- _Dataset content_
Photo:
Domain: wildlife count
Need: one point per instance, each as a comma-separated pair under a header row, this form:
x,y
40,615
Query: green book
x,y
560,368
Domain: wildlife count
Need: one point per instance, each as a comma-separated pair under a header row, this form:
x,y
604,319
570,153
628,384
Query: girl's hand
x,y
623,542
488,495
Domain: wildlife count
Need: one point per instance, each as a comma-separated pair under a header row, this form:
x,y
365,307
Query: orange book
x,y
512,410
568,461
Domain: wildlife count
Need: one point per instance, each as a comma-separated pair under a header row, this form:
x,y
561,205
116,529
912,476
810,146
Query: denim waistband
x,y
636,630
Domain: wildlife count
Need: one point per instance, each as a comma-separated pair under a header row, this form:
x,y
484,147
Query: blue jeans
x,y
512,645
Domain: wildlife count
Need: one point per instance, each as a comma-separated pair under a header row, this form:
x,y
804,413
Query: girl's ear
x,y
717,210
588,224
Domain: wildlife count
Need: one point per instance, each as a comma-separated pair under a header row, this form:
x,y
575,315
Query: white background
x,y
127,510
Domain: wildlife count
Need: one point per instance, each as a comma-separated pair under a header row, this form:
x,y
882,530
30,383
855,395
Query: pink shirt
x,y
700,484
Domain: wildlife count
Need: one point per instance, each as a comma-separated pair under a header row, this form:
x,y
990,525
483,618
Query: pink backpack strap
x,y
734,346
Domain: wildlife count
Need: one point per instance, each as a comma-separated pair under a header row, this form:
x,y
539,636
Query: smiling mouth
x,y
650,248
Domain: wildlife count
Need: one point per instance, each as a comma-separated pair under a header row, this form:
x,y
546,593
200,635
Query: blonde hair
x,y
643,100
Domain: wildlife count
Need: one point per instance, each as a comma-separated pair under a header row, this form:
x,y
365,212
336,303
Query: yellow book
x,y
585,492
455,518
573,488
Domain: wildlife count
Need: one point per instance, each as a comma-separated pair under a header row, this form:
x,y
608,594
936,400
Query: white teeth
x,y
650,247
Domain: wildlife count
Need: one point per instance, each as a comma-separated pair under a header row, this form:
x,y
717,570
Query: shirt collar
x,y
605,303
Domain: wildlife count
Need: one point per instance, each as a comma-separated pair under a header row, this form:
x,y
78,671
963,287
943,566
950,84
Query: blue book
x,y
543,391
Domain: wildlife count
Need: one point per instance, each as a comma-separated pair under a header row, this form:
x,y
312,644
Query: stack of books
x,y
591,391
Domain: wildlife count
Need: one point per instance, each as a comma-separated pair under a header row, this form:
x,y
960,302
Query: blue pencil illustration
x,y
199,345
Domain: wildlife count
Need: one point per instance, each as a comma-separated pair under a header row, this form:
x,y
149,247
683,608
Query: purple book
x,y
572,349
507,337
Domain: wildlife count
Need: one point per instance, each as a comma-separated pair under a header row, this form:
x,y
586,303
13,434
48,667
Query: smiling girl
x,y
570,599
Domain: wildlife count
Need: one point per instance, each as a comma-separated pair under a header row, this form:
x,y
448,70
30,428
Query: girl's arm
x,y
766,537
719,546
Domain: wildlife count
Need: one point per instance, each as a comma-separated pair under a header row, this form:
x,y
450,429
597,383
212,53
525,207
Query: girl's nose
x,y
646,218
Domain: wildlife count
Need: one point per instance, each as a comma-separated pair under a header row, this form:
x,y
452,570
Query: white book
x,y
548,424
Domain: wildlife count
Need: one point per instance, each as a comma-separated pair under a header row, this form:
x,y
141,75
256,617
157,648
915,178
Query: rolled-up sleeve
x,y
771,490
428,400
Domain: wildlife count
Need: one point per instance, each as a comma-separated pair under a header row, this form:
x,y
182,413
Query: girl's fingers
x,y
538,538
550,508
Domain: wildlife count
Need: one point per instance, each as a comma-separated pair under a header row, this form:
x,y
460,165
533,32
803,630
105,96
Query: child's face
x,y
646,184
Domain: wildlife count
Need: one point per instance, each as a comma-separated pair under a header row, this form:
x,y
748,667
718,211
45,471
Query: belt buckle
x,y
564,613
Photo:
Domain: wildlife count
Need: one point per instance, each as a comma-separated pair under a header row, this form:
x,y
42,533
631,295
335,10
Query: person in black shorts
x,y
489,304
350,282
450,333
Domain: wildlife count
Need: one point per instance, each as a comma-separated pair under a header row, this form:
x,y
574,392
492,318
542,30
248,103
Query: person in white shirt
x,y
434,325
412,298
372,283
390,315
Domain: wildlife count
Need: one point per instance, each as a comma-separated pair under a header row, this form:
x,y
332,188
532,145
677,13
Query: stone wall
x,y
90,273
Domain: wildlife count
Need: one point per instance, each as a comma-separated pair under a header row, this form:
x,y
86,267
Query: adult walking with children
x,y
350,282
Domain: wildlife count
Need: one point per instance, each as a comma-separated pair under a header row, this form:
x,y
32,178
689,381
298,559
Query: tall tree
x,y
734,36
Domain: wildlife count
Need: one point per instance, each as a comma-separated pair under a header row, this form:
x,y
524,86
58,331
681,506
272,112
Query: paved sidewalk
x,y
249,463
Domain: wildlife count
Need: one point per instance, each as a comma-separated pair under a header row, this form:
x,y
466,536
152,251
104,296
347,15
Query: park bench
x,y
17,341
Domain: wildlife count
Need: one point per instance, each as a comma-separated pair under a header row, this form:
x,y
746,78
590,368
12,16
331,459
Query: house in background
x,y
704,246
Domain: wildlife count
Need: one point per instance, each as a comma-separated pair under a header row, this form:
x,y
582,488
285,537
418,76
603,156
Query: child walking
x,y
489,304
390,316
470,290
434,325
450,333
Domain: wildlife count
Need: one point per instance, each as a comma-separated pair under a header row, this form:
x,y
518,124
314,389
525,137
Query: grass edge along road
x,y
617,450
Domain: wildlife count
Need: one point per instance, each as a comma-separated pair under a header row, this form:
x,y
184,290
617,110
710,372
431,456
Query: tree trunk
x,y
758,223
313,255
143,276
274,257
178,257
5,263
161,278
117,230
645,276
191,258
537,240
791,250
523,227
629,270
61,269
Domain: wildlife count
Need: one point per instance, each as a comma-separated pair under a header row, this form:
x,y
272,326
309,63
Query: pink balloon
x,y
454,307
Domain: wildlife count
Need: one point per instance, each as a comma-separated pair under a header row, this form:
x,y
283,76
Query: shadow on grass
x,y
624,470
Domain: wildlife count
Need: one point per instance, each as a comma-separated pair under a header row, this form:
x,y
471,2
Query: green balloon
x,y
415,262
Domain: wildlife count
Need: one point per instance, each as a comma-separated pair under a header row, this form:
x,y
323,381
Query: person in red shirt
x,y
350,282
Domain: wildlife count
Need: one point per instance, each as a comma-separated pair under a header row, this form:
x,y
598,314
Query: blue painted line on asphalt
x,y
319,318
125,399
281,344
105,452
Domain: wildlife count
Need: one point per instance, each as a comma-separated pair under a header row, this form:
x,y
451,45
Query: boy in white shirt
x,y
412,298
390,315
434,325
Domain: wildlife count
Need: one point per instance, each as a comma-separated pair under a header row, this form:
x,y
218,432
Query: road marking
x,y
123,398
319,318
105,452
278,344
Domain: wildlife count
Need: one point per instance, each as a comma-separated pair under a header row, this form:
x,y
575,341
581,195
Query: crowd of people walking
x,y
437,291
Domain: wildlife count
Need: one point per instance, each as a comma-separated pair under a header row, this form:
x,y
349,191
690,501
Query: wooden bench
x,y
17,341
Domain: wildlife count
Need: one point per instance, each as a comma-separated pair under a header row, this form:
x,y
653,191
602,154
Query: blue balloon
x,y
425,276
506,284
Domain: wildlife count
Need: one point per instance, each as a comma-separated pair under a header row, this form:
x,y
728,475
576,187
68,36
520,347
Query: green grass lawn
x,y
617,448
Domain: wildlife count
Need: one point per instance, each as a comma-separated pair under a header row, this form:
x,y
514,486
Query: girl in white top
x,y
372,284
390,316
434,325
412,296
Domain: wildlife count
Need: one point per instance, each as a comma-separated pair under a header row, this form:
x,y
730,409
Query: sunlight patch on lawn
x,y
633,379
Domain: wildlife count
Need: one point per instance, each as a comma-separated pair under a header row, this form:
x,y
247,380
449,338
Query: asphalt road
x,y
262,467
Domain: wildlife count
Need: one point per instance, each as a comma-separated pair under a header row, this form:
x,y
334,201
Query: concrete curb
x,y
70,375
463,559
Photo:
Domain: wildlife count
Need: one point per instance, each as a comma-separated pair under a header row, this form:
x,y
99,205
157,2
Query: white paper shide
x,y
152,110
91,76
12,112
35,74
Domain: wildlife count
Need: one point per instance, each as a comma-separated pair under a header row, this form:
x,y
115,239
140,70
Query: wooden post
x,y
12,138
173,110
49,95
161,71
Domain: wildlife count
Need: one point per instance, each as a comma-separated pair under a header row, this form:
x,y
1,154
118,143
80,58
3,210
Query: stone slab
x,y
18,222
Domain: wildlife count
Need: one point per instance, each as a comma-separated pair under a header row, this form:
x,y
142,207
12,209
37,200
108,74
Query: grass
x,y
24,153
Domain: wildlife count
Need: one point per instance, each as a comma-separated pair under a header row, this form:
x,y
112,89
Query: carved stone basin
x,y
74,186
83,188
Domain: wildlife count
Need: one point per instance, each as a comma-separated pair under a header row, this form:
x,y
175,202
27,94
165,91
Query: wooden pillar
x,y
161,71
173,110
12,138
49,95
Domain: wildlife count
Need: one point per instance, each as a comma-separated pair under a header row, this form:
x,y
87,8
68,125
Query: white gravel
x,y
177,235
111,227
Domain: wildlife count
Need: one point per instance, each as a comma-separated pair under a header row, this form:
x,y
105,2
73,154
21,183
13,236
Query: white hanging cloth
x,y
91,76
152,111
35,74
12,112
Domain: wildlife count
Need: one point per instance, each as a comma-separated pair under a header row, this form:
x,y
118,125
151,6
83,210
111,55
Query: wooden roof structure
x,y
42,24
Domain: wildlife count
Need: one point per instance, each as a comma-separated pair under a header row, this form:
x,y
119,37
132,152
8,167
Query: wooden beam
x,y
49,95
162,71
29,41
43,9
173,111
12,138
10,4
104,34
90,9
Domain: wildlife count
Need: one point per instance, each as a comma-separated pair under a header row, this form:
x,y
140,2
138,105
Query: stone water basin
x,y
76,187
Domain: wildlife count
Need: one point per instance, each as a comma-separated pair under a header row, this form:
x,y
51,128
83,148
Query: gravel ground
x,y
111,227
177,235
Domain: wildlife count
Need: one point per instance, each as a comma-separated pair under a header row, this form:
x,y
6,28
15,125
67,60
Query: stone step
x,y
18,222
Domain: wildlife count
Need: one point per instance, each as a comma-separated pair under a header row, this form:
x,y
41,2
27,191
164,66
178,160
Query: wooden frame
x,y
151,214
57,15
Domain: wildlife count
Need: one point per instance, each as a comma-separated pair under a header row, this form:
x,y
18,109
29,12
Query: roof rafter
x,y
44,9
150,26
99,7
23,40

- _Task goal_
Which of the lines above contain the word "smiling"? Copy out each such line, matching case exactly.

- _The completed task_
Query: smiling mouth
Query: smiling girl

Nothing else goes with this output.